### Exercise 1
Print the part of the PHP substring thread from "try mb_substr()" to "string $encoding ]] )" word for word.

### Provided passage

***

When I use substr()
I get a strange character at the end
$articleText = substr($articleText,0,500);
I have an output of 500 c
use this function, It worked for me
function substr_unicode($str, $s, $l = null) {
return join("", array_slice(
preg_split("//u", $str, -1, PREG_SPLIT_NO_EMPTY), $s, $l));
}
Credits: http://php.net/manual/en/function.mb-substr.php#107698
Alternative solution for UTF-8 encoded strings - this will convert UTF-8 to characters before cutting the sub-string.
$articleText = substr(utf8_decode($articleText),0,500);
To get the articleText string back to UTF-8, an extra operation will be needed:
$articleText = utf8_encode( substr(utf8_decode($articleText),0,500) );
You are trying to cut unicode character.So i preferred instead of substr()
try mb_substr()
in php.
substr()
substr ( string $string , int $start [, int $length ] )
mb_substr()
mb_substr ( string $str , int $start [, int $length [, string $encoding ]] )
For more information for substr() - Credits => Check Here
ms_substr() also works excellently for removing strange trailing line breaks as well, which I was having trouble with after parsing html code. The problem was NOT handled by:
trim()
or:
var_dump(preg_match('/^\n|\n$/', $variable));
or:
str_replace (array('\r\n', '\n', '\r'), ' ', $text)
Don't catch.
Looks like you're slicing a unicode character in half there. Use mb_substr instead for unicode-safe string slicing.
Use mb_substr instead, it is able to deal with multiple encodings, not only single-byte strings as substr:
$articleText = mb_substr($articleText,0,500,'UTF-8');

***

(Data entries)
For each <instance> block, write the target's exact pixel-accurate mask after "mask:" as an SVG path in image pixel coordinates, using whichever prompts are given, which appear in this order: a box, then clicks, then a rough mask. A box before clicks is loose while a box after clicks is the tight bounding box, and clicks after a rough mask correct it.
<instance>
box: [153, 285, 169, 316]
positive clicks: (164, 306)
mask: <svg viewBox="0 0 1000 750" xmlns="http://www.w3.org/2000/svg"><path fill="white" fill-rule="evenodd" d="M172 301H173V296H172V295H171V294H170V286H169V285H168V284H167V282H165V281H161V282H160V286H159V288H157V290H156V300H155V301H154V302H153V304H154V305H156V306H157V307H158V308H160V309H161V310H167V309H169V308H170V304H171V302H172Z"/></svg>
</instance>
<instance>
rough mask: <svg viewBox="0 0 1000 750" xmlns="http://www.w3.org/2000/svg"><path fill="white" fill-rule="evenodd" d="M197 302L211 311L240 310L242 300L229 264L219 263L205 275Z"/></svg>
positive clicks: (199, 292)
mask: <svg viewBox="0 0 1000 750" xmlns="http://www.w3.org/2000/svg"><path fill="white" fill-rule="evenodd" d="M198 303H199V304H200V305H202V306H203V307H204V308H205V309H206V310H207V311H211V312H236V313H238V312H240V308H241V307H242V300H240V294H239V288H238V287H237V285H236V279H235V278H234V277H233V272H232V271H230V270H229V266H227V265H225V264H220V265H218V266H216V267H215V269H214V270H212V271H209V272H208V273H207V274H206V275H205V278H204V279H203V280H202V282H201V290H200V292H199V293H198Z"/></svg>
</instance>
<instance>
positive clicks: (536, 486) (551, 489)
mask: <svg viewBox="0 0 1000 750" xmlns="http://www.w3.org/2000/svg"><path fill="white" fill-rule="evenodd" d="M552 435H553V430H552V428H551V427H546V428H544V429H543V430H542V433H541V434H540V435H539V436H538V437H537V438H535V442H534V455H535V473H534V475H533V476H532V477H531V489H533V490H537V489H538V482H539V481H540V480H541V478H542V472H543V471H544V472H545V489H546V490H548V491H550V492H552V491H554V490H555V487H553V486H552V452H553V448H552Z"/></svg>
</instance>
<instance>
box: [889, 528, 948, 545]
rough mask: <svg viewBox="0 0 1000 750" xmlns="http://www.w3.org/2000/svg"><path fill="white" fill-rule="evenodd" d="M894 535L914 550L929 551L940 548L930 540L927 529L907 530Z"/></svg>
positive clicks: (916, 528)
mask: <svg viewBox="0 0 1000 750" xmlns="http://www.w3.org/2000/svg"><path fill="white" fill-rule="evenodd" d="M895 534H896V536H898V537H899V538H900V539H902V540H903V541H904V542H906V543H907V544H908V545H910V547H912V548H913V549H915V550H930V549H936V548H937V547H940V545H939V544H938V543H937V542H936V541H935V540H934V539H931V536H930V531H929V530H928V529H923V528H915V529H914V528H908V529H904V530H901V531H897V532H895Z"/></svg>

***

### Exercise 2
How many lines of the records above contain the string "positive"? Case counts, so give only the number.

### Answer section 1
try mb_substr()
in php.
substr()
substr ( string $string , int $start [, int $length ] )
mb_substr()
mb_substr ( string $str , int $start [, int $length [, string $encoding ]] )

### Answer section 2
4